Assignment>
Retype the data exactly, so that every line matches the original.

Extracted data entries
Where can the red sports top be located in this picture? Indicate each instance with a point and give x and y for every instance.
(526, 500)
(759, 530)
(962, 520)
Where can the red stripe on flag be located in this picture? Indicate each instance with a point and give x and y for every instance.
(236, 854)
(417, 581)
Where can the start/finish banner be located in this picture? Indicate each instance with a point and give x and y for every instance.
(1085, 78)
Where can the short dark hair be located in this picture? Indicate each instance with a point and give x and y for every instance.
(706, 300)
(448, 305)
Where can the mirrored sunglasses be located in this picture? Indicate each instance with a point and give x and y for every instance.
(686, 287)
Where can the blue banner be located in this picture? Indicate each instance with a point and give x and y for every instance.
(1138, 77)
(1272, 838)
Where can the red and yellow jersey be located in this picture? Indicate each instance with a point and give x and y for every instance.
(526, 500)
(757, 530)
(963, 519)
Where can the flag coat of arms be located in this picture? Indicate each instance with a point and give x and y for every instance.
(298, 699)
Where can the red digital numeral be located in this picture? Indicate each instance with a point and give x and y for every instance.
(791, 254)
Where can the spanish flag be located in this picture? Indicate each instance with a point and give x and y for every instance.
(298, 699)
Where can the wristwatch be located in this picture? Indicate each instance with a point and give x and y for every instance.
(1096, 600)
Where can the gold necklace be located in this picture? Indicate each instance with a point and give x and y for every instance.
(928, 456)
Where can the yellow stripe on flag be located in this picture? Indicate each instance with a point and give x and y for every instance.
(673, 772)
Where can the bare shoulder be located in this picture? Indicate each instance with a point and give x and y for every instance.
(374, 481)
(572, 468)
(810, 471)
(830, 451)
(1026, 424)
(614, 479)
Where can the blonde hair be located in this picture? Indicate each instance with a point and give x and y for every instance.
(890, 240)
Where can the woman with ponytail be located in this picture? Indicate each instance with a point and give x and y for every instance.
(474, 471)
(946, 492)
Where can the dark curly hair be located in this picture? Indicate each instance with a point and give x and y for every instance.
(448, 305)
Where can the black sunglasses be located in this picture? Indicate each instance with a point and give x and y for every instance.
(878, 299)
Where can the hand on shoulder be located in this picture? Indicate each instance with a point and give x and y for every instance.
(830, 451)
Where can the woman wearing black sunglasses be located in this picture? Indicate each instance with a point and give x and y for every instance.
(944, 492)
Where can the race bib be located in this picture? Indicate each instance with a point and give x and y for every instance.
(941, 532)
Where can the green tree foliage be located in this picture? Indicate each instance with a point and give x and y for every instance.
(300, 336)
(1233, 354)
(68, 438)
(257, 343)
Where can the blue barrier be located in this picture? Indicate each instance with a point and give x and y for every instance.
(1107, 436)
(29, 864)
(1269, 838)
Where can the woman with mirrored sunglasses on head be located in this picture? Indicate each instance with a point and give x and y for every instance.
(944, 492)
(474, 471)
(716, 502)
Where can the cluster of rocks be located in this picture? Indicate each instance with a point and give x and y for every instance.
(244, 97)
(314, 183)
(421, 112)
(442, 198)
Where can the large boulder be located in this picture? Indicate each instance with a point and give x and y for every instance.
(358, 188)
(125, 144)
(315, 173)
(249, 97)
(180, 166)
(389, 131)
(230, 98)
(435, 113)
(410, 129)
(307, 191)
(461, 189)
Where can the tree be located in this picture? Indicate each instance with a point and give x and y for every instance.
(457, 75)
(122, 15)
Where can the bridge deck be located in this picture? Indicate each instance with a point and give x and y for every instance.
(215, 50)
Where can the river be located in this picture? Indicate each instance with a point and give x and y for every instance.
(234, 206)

Answer space>
Where can the red sports top be located in this picture? Indicate each instance with a point and give x and y for every instance.
(526, 500)
(759, 530)
(962, 520)
Where can the red stripe on flag be located in this picture? Indicate each instance with a point and give x and y for every instance.
(236, 854)
(417, 581)
Where can the start/finish banner be located in this picture? Indicate each instance with a point and give x and y for every instance.
(1085, 78)
Where can the short dark hair be located in this picture? Indicate each instance with a point and give x and y for every instance.
(706, 300)
(448, 305)
Where can the mirrored sunglasses be located in this picture? Indicate each instance with a point and give x and y for every instance.
(686, 287)
Where can the blue banner be located in this picture? Indicate each instance with a point and give x and y for every instance.
(1138, 77)
(1272, 838)
Where can the red and yellow jersey be located in this picture? Indicate each instance with a point and give x and y for every instance.
(526, 500)
(757, 530)
(963, 519)
Where can the flag coat of arms be located in this picture? Indicate each instance with a point and give x and y for every instance.
(298, 699)
Where can the red digital numeral be located in this picture? Indicate each instance with a point and give x and y for every instance.
(791, 254)
Where can the spanish flag be located in this picture? Indicate each instance with a point and give x and y for every instance.
(298, 699)
Where can the wristwatch be located in this picture? Indicate each instance with a point and give x and y for every instance.
(1096, 600)
Where can the gold necklace be located in this picture? Indicate each instance with a point and give x and y for every instance.
(928, 456)
Where can the yellow stripe on flag be located in this picture? Indicate each instance with a point and give x and y for every instance.
(673, 772)
Where can the bare shoulder be located in this picture? Indicate each instance with a point and give x and y for every instance.
(374, 481)
(572, 468)
(810, 471)
(830, 451)
(1026, 424)
(614, 479)
Where can the blonde hair be located in this picture? Indicate each instance with a point and give x and y for every instance.
(890, 240)
Where can the woman with ponytail be located in this picture? Indicate each instance with a point and give x and y for every instance.
(474, 471)
(946, 492)
Where can the dark curly hair be located in this picture? Indicate each instance with a point and give x and y for every instance.
(448, 305)
Where can the black sunglasses be located in this picture? Indicate each instance with a point and give x and y for every instance.
(878, 299)
Where can the hand on shoulder be located in this picture? Indicate each instance with a point and give x and y for every instance.
(830, 451)
Where can the woman wearing black sunglasses be located in this picture? Indicate each instance with a point and give x and y for every instance.
(944, 492)
Where can the race bib be located in this picture? Indicate each instance with a point and give x and y for every instance.
(941, 532)
Where can the green tree foliage be located in this picture? Indicate each instance with a point and give x and y for every instance.
(300, 336)
(1233, 354)
(68, 438)
(257, 343)
Where can the blue barrier be located in this picture? Indicate each instance with a point and give x and y for every instance.
(1107, 436)
(29, 864)
(1269, 838)
Where can the woman with mirrored sunglasses on head be located in this picture? Indicate each instance with a point and give x and y for every instance.
(944, 492)
(474, 471)
(716, 502)
Where can the cluster of rocks be located in this picture? Indicate each instance with a point and give x and y for every instance.
(244, 97)
(314, 183)
(421, 112)
(442, 198)
Where can the large boulder be located in this picture? Indicate each instance with a point and give x and y for every instance.
(358, 188)
(125, 144)
(315, 173)
(249, 97)
(180, 166)
(389, 131)
(230, 98)
(435, 113)
(410, 129)
(307, 191)
(461, 189)
Where can the tree be located in this picture? Indicate each instance with a point and give x and y for every instance.
(457, 75)
(122, 15)
Where can the bridge deck be located in this picture? Indicate each instance with a point and give x and y for every instance.
(215, 50)
Where can the river be located in this picture? Indicate each instance with a point and give x and y for every instance.
(234, 206)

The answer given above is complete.